# REQUIRED WORK
Report each line in the rows below that contains the string "ship", copying every such line in full. Case counts, so match only that exact capitalization.

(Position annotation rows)
****
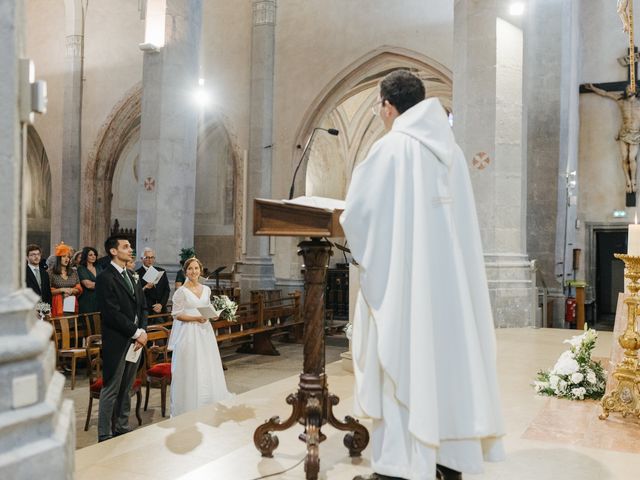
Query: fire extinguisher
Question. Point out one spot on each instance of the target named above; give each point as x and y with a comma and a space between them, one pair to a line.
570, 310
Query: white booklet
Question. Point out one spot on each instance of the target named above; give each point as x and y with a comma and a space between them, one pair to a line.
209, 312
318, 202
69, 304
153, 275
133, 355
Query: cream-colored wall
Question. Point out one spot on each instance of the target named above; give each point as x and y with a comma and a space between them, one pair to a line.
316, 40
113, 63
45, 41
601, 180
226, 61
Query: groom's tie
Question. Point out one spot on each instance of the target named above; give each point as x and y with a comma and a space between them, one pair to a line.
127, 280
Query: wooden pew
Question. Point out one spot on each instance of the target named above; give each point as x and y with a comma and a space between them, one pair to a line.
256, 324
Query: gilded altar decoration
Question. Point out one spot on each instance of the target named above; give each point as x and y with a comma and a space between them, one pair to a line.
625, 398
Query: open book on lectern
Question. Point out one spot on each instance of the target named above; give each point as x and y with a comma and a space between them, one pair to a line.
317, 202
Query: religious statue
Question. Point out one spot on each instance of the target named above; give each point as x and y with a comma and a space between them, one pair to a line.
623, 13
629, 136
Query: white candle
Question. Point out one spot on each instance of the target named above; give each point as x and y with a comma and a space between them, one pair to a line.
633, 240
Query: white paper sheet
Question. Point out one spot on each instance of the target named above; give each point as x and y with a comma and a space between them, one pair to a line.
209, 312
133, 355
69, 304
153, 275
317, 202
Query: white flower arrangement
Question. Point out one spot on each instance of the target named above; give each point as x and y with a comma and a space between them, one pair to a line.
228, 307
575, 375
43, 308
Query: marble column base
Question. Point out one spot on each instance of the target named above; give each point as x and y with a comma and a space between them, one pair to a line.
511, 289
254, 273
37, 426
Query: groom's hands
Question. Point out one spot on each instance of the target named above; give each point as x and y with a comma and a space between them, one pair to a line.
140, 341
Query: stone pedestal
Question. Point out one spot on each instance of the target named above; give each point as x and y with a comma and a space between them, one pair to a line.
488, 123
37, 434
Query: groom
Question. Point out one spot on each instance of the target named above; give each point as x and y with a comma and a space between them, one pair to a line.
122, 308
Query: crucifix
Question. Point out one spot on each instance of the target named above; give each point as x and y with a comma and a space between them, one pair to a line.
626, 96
****
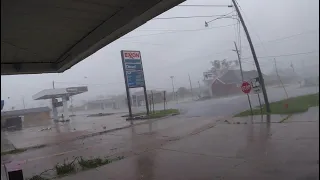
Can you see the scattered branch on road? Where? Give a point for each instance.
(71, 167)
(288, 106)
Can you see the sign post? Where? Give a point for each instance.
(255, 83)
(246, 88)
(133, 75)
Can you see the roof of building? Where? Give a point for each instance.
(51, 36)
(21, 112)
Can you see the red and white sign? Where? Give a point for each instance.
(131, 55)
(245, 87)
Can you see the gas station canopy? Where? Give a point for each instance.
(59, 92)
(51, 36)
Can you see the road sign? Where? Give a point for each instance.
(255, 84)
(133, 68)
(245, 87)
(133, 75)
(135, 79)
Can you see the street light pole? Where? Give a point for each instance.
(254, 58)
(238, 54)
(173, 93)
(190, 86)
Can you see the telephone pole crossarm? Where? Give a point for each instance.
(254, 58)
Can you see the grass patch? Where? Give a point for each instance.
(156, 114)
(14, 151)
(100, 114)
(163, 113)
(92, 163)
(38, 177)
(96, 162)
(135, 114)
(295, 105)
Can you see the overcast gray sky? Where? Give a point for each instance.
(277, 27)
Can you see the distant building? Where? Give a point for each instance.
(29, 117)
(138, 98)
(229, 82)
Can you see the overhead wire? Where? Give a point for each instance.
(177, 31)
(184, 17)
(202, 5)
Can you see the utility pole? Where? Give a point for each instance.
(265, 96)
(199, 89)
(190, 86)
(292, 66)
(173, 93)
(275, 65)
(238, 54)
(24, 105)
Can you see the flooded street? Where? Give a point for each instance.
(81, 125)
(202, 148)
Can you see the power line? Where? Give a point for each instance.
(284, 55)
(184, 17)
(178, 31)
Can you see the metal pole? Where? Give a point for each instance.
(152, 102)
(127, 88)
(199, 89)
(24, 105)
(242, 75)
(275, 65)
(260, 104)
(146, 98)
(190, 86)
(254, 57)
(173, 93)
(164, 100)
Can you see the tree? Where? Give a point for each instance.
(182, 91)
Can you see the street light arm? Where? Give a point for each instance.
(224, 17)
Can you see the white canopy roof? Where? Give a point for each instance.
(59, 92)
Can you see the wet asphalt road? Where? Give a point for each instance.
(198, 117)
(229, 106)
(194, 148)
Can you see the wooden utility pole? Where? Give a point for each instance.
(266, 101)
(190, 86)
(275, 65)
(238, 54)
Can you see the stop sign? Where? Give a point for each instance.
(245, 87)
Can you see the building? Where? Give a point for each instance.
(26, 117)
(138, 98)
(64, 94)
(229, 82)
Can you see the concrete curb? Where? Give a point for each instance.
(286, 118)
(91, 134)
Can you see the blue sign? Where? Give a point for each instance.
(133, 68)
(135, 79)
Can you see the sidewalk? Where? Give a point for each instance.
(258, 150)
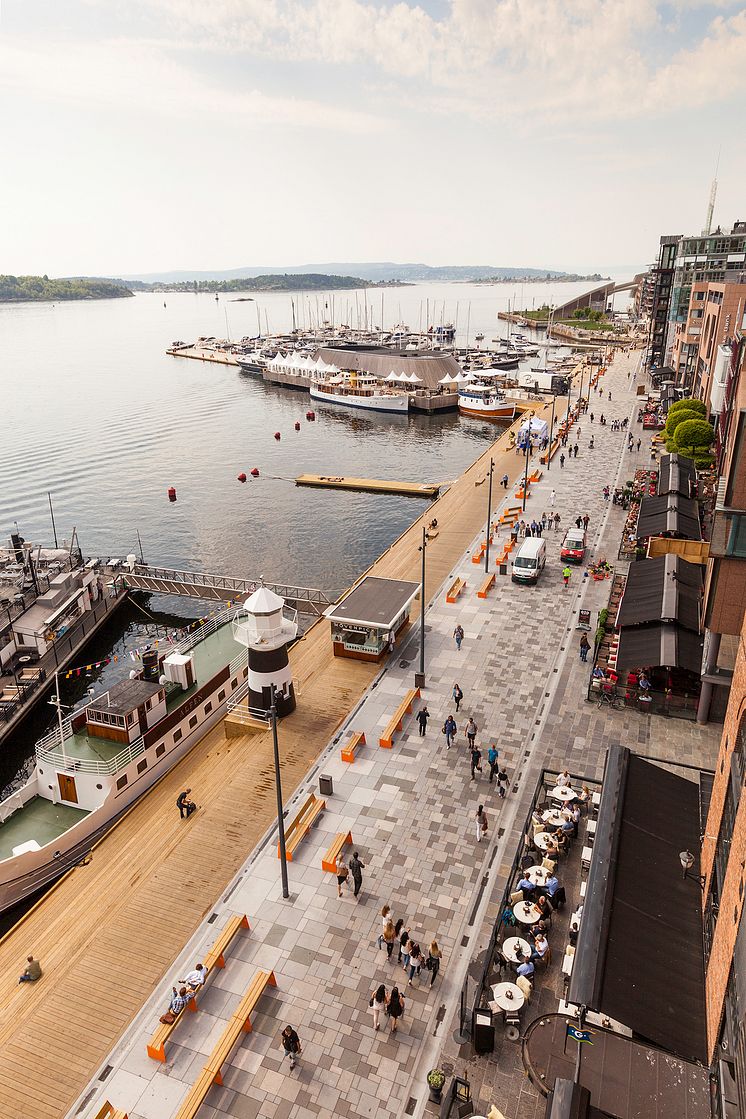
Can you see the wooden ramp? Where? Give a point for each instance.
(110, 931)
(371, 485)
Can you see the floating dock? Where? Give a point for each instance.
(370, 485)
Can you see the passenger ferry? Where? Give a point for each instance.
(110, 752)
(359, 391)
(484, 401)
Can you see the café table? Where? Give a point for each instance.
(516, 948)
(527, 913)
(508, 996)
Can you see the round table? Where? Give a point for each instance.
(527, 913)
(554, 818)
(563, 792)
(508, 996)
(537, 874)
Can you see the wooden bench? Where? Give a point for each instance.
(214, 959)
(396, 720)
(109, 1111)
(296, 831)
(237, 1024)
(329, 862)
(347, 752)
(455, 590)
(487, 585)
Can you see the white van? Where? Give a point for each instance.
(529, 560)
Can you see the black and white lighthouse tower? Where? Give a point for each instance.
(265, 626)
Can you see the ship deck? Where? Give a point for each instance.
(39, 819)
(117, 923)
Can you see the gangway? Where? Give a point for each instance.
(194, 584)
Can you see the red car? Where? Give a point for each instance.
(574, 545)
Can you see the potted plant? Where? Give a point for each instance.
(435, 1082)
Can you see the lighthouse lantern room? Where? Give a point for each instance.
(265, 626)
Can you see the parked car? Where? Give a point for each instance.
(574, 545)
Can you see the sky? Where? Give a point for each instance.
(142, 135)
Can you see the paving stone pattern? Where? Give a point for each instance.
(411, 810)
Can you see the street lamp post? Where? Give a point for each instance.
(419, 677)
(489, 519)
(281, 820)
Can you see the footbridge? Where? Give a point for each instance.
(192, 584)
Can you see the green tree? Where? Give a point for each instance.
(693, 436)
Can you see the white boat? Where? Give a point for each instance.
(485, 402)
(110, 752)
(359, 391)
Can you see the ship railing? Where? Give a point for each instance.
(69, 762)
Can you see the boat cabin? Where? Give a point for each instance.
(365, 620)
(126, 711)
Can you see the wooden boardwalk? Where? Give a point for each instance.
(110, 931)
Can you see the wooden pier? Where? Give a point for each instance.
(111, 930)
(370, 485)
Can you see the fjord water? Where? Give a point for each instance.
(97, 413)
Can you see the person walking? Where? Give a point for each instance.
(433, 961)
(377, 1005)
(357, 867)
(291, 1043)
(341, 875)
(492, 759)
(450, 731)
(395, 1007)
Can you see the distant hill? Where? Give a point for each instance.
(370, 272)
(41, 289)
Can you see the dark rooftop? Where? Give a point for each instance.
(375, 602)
****
# REPLY
Can you see the ship deck? Where? Give a point for each instance.
Can you see the ship railing? Where? Give a point for each instance.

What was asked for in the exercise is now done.